Please give the rows below again with "Mark" swapped for "Outline" everywhere and nothing else changed, leaving out the pictures.

**** Records to process ****

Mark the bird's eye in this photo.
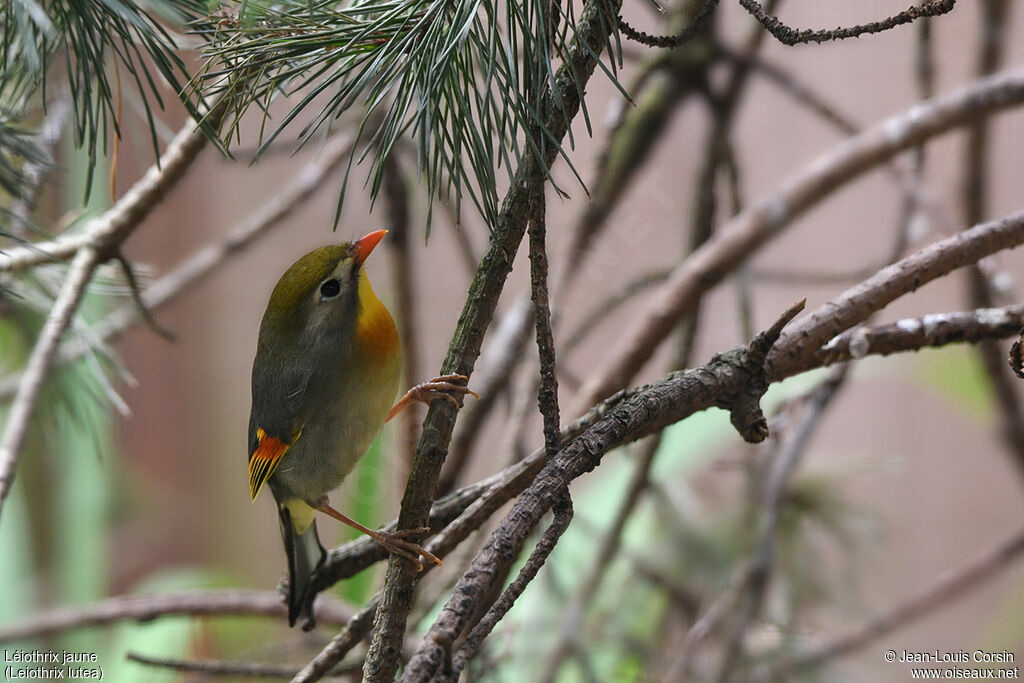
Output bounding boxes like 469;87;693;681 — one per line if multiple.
321;278;341;299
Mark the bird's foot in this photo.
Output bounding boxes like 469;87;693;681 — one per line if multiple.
367;528;441;571
385;375;480;422
316;499;441;571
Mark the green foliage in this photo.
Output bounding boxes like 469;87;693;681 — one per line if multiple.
194;0;610;229
918;345;993;420
0;0;205;200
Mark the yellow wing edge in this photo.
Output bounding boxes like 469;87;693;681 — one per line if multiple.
249;428;291;501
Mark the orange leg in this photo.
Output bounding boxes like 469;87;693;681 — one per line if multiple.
384;375;480;422
316;501;441;571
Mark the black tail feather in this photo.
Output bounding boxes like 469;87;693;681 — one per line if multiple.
278;506;327;631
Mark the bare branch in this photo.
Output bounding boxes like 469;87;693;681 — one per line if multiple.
768;211;1024;379
804;305;1024;368
0;247;100;507
364;0;620;683
748;530;1024;683
0;131;352;400
739;0;956;45
0;591;352;643
573;70;1024;413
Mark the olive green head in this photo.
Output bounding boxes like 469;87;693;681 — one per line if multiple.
260;230;386;346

****

▸ Worked answer:
Outline the bird's eye in this photo.
Output bounding boxes like 469;87;693;681 — one per line if multiple.
321;278;341;299
Outline the bird's foot in this photo.
Output bounding boxes like 469;87;693;681 — one per line if multiple.
367;528;441;571
385;375;480;422
316;499;441;571
Outline the green foliage in this photo.
Output bounding boxes like 469;87;693;681 — one per line if multiple.
194;0;610;229
918;345;993;420
0;0;205;200
Outline the yellow wing edge in this photo.
Output bounding boxes like 469;87;693;681 — one per line if multiple.
249;428;291;501
Outline the orange leg in this photo.
Output bounding boxes like 469;87;693;681 — one per line if multiple.
384;375;480;422
316;501;441;571
Outline the black tail feather in this photo.
Output bounding boxes like 469;87;693;681 — one per line if multiple.
278;506;327;631
Outline the bare branch in this photo.
Output bounding boxes like 469;87;693;681 — one per line if multiple.
768;211;1024;379
804;305;1024;368
0;247;100;507
364;0;620;683
748;530;1024;683
0;131;352;400
739;0;956;45
0;591;352;643
573;70;1024;413
Outline the olive green head in this photo.
Output bounding boxes like 469;87;693;681 — one per line if multiple.
260;230;386;346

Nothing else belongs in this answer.